The Senior year was drawing to a close. I hadn't ordered a class ring. The year book "TAHETA 1956" was being sold for $5.00. The name stood for the six native tribes of Alaska: Thlingit, Athabascan, Haida, Eskimo, Tshimpsian, and Aleut. I felt a proud kinship with my native brothers and sisters. Under my round, smiling face capped with mortar and tassel were the I words, "I hate quotations. Tell me what you know." Someone who knew me well put those words there and in later years I would quote them as my motto.
Commencement exercises came on a warm, sunny June day. We put on our black cap and gowns and I felt like a priest. I thought I looked as wise as a tree full of owls. Before going into the gym we all milled around the cannon and flagpole which were in front of the administration building. Someone said prophetically. "Hey. This might be the last time we'll all be together." Someone else suggested that we have a reunion at Anchorage in 1960. It was a good idea but I had my doubts because I had seen the destruction that alcohol done to recent graduates. Some of my basketball heroes were already drinking themselves to death. Could we be far behind?

Dataset rows
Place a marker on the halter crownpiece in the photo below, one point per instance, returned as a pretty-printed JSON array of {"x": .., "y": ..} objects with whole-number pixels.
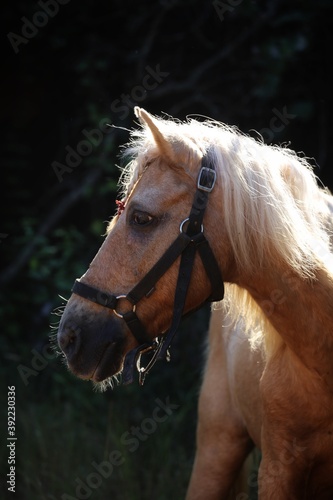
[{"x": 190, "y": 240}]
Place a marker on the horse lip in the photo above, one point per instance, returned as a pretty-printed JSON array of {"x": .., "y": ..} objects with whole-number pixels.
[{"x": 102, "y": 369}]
==
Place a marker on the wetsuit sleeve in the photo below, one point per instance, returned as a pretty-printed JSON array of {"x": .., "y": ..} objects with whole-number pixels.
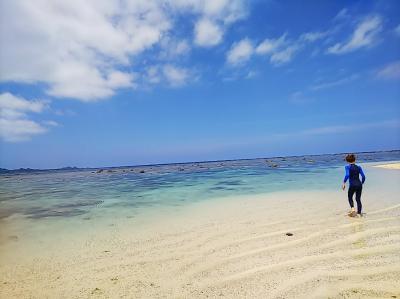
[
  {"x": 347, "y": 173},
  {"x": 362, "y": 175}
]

Task instructions
(1) Answer these questions about the memoir excerpt:
(a) What was the selling price of the yearbook?
(b) Where did the graduates gather before going into the gym?
(c) What place and year were suggested for a reunion?
(2) List the native tribes of Alaska named in the memoir excerpt.
(3) Quote from the memoir excerpt the stretch from "Commencement exercises came" through "be far behind?".
Answer using the memoir excerpt alone; the material plays no part in it.

Answers to the exercise
(1)
(a) $5.00
(b) Around the cannon and flagpole in front of the administration building
(c) Anchorage, in 1960

(2) Thlingit, Athabascan, Haida, Eskimo, Tshimpsian, Aleut

(3)
Commencement exercises came on a warm, sunny June day. We put on our black cap and gowns and I felt like a priest. I thought I looked as wise as a tree full of owls. Before going into the gym we all milled around the cannon and flagpole which were in front of the administration building. Someone said prophetically. "Hey. This might be the last time we'll all be together." Someone else suggested that we have a reunion at Anchorage in 1960. It was a good idea but I had my doubts because I had seen the destruction that alcohol done to recent graduates. Some of my basketball heroes were already drinking themselves to death. Could we be far behind?